TEXT BLOCK:
____________________
But virtues are generally chosen and formed in the plays only when there are few if any other choices, a truth so obvious that Shakespeare in one instance employs a cliché to emphasize it: “There is no virtue like necessity,” John of Gaunt tells the soon-to-be exiled Bolingbroke in Richard II (1.3.278). Bolingbroke will return to England and overthrow the king who exiled him.
Viola’s patience achieves for her a perhaps even more satisfying reward. Already an orphan when the play opens, she is thrown by means of a (not infrequent) Shakespearean shipwreck into the land of Illyria, where she discovers that she has also apparently lost to the sea her only relative, a brother. She uses this occasion, however, not to whine but to decide quickly what is to be done—for patience can be no virtue if one first does not do everything possible to overcome difficulties. Many of the proverbs have matching opposites, so it was also sometimes said that “patience is a beggar’s virtue.” Shakespeare offers his own version in Richard II, when the Duchess of Gloucester speaks to John of Gaunt about his unwillingness to avenge his brother’s death: “That which in mean men we entitle patience / Is pale cold cowardice in noble breasts” (1.2.33–34).
____________________
Picture annotation entries:
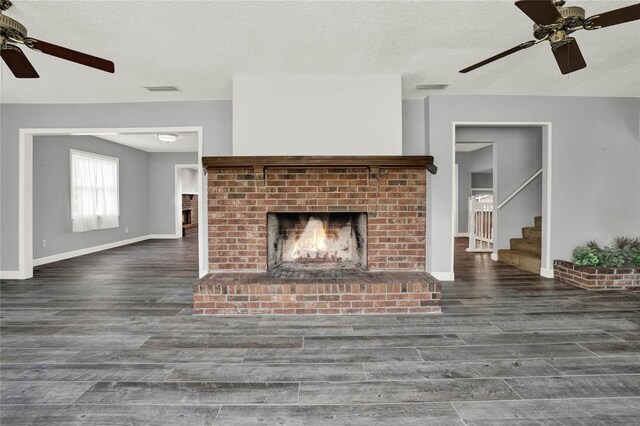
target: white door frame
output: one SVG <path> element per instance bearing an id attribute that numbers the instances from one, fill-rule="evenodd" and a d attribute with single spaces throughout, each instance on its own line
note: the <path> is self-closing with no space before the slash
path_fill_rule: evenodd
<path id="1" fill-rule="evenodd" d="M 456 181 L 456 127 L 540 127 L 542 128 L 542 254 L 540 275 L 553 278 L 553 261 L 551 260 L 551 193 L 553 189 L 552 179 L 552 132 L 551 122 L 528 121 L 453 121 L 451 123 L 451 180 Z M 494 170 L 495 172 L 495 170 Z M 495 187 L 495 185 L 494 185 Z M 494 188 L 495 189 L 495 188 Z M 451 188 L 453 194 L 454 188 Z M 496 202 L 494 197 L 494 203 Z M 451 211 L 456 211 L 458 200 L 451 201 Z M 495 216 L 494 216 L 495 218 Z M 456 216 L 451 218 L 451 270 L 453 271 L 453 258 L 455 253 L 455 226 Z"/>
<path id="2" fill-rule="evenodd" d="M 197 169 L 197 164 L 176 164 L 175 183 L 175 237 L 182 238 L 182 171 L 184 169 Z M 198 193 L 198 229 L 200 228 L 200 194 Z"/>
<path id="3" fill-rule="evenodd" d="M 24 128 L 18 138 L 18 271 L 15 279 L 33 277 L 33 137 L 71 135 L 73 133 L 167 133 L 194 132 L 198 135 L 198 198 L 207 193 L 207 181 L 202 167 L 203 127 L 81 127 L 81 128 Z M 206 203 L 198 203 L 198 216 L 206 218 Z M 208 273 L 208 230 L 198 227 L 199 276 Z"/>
____________________
TASK STATEMENT: Quote the stretch of the text on Shakespeare and virtue from "But virtues are" through "who exiled him.", word for word.

IN RESPONSE:
But virtues are generally chosen and formed in the plays only when there are few if any other choices, a truth so obvious that Shakespeare in one instance employs a cliché to emphasize it: “There is no virtue like necessity,” John of Gaunt tells the soon-to-be exiled Bolingbroke in Richard II (1.3.278). Bolingbroke will return to England and overthrow the king who exiled him.